* _Exercise brief_
Across all the records below, how many lines contain "sponsor"? Respond with only the number.

* _Dataset_
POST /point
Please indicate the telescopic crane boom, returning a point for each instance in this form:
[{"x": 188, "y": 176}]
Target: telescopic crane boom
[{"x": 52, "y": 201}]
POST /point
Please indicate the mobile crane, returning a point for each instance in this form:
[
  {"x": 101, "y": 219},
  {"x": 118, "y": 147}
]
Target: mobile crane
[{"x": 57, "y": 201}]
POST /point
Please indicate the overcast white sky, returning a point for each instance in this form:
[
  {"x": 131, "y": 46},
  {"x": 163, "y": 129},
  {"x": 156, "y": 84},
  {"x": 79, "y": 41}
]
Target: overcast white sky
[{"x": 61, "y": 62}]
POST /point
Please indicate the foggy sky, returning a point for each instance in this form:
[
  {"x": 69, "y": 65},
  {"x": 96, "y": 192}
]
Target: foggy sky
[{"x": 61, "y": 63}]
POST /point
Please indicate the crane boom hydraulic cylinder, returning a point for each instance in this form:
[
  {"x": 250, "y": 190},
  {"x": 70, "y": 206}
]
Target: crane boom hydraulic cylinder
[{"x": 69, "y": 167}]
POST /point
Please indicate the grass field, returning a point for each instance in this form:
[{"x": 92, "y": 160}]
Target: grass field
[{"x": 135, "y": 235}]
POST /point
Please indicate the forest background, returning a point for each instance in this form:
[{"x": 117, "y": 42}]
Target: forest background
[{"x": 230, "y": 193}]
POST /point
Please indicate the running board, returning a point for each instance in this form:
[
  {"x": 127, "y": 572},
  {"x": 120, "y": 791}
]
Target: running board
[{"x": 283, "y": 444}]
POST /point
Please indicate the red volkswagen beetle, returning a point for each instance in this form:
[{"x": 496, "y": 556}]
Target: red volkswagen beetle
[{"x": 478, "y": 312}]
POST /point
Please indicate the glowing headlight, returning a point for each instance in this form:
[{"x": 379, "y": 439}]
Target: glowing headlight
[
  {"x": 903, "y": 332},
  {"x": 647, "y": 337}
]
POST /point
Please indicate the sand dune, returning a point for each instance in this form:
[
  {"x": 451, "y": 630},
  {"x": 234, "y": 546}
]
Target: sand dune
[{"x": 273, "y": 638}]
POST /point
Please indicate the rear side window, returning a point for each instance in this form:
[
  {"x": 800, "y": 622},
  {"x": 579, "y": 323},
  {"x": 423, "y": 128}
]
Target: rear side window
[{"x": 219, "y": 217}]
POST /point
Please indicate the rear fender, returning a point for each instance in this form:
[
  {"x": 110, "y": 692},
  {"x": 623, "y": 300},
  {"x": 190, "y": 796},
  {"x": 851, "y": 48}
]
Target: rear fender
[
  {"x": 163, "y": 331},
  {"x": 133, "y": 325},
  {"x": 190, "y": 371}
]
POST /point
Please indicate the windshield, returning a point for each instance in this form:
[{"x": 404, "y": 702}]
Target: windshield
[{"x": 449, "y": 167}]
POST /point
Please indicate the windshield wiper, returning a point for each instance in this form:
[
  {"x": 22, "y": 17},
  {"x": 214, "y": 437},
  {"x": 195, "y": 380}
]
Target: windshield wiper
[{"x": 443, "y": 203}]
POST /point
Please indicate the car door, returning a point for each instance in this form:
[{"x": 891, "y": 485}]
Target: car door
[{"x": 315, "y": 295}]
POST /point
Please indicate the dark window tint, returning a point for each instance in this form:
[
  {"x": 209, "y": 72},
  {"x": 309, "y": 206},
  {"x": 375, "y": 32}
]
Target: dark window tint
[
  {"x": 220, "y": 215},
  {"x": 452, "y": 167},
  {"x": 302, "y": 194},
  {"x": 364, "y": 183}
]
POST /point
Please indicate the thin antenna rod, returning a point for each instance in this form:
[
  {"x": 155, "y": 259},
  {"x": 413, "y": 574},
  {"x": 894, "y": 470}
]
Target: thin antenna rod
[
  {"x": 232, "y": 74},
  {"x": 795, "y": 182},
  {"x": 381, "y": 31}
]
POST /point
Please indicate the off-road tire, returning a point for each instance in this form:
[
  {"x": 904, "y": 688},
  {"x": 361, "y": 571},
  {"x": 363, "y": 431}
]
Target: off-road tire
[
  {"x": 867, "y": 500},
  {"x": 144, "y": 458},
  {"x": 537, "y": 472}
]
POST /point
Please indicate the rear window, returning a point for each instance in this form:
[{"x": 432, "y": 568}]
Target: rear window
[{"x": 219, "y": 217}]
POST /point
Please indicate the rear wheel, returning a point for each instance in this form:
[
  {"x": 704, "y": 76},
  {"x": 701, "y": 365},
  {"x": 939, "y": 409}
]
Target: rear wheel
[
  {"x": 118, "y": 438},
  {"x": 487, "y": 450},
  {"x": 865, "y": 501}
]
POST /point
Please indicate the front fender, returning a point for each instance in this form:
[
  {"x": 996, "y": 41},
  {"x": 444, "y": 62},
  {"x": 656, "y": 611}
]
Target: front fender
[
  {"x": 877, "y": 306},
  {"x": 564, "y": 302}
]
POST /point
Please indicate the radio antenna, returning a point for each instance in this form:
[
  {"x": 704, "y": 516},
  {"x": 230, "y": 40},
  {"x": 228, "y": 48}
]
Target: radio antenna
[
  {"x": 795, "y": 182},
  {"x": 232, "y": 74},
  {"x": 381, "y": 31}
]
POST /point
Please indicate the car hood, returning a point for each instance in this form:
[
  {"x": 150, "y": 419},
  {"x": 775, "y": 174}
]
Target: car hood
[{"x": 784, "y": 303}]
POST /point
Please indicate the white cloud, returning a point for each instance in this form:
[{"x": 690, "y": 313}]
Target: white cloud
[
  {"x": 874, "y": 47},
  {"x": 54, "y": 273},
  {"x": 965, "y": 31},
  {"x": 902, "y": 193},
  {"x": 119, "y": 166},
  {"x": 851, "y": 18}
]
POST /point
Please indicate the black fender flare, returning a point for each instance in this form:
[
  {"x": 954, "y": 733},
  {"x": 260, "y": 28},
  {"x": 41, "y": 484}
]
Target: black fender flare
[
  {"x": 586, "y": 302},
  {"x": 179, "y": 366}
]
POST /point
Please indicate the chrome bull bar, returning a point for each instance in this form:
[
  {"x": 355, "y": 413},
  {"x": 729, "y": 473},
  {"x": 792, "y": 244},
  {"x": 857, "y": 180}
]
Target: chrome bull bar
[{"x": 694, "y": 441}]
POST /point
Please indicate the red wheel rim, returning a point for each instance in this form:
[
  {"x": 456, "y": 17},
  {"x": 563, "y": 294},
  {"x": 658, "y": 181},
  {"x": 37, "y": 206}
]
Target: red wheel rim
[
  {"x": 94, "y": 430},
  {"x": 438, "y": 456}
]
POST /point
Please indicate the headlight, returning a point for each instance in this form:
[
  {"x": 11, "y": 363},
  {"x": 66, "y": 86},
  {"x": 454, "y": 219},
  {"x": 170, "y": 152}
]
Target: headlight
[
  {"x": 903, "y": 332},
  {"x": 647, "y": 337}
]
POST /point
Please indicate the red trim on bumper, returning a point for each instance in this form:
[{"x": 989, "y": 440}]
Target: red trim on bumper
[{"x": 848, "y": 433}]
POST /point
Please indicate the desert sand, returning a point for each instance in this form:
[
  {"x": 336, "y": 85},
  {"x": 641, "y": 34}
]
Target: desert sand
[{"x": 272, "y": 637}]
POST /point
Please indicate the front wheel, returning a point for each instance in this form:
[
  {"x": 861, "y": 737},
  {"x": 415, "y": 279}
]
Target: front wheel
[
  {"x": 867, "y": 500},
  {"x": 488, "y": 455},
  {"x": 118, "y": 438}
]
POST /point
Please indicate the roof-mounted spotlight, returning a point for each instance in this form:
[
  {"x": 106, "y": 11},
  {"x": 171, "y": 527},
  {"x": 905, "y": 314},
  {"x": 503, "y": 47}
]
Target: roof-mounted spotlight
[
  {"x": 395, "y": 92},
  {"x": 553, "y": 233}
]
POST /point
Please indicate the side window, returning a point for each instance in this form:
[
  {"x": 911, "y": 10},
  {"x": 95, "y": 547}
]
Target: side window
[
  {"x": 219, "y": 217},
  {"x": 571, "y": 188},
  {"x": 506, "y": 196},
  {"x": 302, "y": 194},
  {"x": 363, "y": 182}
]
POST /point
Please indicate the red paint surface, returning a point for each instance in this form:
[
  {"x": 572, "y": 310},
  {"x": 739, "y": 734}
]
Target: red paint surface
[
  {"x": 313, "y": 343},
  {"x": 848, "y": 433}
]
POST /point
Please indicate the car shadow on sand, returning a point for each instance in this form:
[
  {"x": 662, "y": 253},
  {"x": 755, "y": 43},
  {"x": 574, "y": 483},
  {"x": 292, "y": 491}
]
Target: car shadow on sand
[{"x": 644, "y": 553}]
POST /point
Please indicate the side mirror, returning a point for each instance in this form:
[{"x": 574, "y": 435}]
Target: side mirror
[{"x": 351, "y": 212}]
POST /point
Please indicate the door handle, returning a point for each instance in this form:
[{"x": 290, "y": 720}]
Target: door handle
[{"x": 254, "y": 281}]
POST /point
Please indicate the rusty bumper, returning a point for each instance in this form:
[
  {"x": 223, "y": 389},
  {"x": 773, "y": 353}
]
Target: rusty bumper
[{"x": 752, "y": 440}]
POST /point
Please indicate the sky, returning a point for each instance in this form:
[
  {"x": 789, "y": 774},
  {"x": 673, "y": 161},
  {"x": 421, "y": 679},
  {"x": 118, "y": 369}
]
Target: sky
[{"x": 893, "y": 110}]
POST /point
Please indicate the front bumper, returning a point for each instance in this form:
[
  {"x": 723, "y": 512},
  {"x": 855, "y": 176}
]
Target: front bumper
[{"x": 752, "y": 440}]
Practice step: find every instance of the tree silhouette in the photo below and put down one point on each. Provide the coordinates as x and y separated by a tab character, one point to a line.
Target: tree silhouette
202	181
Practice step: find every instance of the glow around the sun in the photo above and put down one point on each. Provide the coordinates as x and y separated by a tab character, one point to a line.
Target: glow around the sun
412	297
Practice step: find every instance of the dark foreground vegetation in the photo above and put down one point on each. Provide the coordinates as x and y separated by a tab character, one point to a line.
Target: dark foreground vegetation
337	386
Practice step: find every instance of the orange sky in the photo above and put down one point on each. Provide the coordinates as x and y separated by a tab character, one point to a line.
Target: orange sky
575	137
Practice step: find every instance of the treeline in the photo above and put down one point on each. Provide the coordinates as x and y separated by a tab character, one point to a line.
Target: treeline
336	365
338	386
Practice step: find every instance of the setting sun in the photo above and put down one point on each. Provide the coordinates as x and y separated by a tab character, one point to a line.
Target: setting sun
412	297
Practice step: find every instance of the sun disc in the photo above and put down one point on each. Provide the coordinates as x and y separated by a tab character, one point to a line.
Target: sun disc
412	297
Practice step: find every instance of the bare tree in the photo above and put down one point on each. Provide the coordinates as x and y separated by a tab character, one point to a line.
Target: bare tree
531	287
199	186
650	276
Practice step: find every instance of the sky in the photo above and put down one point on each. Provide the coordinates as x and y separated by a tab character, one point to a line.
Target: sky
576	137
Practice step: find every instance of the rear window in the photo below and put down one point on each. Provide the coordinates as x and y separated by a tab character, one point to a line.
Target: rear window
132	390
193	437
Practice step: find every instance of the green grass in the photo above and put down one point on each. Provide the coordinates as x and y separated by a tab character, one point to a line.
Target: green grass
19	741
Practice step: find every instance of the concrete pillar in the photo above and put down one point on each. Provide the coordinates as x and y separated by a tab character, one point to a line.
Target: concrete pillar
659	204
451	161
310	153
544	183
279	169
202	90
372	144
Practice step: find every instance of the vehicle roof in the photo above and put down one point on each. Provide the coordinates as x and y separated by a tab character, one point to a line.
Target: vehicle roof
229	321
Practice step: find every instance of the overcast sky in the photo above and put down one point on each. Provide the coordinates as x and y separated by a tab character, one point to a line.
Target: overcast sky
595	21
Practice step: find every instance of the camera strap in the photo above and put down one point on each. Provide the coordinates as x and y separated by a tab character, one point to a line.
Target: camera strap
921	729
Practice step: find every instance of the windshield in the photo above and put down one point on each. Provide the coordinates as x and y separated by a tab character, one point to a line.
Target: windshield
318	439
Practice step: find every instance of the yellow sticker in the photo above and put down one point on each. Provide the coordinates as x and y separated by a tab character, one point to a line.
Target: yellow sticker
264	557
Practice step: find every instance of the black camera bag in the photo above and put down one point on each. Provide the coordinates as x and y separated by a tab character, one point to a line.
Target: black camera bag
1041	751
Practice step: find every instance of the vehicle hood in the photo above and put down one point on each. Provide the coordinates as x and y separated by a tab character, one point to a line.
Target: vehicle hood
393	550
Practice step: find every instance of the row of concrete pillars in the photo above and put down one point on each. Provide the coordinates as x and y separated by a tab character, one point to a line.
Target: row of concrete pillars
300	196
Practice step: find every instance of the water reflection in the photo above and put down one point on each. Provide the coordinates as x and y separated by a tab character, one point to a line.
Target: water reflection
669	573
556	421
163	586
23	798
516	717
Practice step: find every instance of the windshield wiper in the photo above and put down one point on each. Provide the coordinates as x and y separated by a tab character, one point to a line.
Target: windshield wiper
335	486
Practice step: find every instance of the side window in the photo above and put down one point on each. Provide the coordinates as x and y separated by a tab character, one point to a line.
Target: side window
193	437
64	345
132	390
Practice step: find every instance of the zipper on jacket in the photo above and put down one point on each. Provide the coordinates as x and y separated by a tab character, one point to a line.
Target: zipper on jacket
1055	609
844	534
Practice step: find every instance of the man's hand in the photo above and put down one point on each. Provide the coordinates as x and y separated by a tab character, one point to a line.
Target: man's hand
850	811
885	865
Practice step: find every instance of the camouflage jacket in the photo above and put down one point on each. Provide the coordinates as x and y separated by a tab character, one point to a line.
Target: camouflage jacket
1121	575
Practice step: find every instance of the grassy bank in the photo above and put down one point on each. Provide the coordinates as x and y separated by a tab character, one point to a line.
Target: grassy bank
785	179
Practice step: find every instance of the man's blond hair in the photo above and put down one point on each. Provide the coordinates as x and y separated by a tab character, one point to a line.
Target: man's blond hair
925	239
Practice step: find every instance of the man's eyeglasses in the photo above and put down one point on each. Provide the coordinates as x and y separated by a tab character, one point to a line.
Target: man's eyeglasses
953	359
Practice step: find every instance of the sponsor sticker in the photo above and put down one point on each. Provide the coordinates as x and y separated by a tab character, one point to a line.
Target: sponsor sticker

* _Written response_
2